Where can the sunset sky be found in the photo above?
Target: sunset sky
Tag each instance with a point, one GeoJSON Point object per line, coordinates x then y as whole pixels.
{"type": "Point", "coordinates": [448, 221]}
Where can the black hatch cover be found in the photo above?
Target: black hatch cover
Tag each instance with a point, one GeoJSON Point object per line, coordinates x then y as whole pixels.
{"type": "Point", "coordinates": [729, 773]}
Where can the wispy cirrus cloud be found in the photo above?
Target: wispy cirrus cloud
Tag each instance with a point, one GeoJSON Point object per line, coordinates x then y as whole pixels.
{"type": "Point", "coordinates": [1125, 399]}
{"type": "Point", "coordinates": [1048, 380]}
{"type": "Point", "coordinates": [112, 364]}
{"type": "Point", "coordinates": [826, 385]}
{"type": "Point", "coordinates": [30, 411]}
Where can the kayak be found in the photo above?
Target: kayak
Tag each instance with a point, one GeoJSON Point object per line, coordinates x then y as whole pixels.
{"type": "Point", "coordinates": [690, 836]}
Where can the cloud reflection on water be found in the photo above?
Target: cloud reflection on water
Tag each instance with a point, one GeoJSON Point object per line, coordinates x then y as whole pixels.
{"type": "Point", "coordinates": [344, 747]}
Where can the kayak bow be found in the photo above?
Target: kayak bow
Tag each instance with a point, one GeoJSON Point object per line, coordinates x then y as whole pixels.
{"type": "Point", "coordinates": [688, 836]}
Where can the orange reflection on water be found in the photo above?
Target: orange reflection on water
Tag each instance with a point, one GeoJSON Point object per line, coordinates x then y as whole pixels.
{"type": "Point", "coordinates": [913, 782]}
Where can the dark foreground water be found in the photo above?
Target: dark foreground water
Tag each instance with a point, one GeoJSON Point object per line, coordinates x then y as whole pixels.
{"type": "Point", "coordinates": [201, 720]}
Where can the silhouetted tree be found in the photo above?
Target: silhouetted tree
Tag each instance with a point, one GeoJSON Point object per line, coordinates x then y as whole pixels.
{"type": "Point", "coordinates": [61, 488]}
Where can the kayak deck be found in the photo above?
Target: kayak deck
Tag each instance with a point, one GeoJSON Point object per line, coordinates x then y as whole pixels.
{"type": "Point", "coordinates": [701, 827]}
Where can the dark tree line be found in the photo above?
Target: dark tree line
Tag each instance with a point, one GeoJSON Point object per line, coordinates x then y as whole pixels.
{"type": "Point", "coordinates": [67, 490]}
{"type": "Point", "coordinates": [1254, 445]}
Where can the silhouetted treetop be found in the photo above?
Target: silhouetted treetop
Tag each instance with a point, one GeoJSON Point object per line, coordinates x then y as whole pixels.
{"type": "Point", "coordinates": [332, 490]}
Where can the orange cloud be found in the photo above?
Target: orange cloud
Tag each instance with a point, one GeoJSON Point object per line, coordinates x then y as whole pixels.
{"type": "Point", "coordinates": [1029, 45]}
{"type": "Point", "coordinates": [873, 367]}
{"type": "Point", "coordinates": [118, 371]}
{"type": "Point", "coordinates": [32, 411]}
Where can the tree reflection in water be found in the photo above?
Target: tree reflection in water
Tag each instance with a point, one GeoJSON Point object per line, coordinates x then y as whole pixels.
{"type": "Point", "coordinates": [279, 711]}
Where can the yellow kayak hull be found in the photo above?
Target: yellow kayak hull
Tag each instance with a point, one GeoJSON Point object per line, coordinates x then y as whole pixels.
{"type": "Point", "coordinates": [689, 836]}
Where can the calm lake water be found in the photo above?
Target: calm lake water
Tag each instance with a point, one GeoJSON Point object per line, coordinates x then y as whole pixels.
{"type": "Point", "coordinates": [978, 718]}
= = = = =
### WHAT YOU NEED TO DO
The data above should be returned exactly as written.

### WRITTEN SOLUTION
Where can the sunset sky be found in the photo above?
Target: sunset sky
Tag each instance with a point, one GeoJSON Point object per line, coordinates x then y as whole pixels.
{"type": "Point", "coordinates": [448, 221]}
Where can the black hatch cover be found in the photo above?
Target: black hatch cover
Tag each instance with a point, one GeoJSON Point object per line, coordinates x then y as whole pixels.
{"type": "Point", "coordinates": [729, 773]}
Where can the wispy cirrus cloud be found in the photo above?
Target: wispy cirrus cloud
Tag each instance with a point, one GeoJSON Point object per line, coordinates x then y as whole pixels.
{"type": "Point", "coordinates": [1125, 399]}
{"type": "Point", "coordinates": [1048, 380]}
{"type": "Point", "coordinates": [112, 364]}
{"type": "Point", "coordinates": [826, 385]}
{"type": "Point", "coordinates": [30, 411]}
Where can the kayak be found in the photo above?
Target: kayak
Tag each instance with a point, one GeoJSON Point object per line, coordinates x then y as whole pixels.
{"type": "Point", "coordinates": [690, 836]}
Where can the cloud reflection on water be found in the photo above?
Target: cloud reflection on water
Tag each instance with a point, one GeoJSON Point object per line, coordinates x then y as whole pixels.
{"type": "Point", "coordinates": [344, 747]}
Where can the kayak bow be found in the photo above?
Target: kayak bow
Tag each instance with a point, one GeoJSON Point object per line, coordinates x then y as whole pixels.
{"type": "Point", "coordinates": [688, 836]}
Where can the orange reflection on water be found in the photo above?
Target: orange reflection on water
Tag each instance with a point, one GeoJSON Point object per line, coordinates x then y as whole pixels.
{"type": "Point", "coordinates": [913, 782]}
Where can the dark foreground water be found in the photo above?
Target: dark foreground water
Tag each instance with a point, one GeoJSON Point object per line, coordinates x then y as whole pixels.
{"type": "Point", "coordinates": [201, 720]}
Where can the silhouetted tree be found in the photo above?
Target: silhouetted tree
Tag each instance with a point, one GeoJSON Point object per line, coordinates x then y as whole pixels.
{"type": "Point", "coordinates": [61, 488]}
Where can the kayak deck be found in the photo above?
Target: kayak deck
Tag each instance with a point, one GeoJSON Point object per line, coordinates x then y as whole pixels.
{"type": "Point", "coordinates": [701, 827]}
Where can the dark tree line be found in the photo above?
Target: dark tree line
Tag each instance with a point, one GeoJSON Point object per line, coordinates x then y as whole pixels.
{"type": "Point", "coordinates": [67, 490]}
{"type": "Point", "coordinates": [1254, 445]}
Where can the silhouetted treetop be found in the photo above?
Target: silhouetted treetop
Tag each instance with a point, one GeoJSON Point object per line, coordinates x then y as whole pixels.
{"type": "Point", "coordinates": [332, 490]}
Where can the orange cloud be found in the photo above?
Target: orange cloud
Tag each instance with a point, one GeoJSON Point object per line, coordinates x then y as whole pixels.
{"type": "Point", "coordinates": [1029, 45]}
{"type": "Point", "coordinates": [873, 367]}
{"type": "Point", "coordinates": [118, 371]}
{"type": "Point", "coordinates": [32, 411]}
Where can the tree reflection in water be found in the photo above?
Target: tree reflection in water
Tag each instance with a point, one GeoJSON Point object per line, coordinates x then y as whole pixels.
{"type": "Point", "coordinates": [279, 711]}
Where can the yellow kayak hull be found in the photo above?
Target: yellow kayak hull
Tag each instance with a point, one GeoJSON Point object per line, coordinates x then y as whole pixels.
{"type": "Point", "coordinates": [689, 836]}
Where can the calm lake water be found in the photo above?
Target: calm lake water
Tag each instance with a point, one GeoJSON Point object per line, coordinates x then y as whole pixels.
{"type": "Point", "coordinates": [978, 718]}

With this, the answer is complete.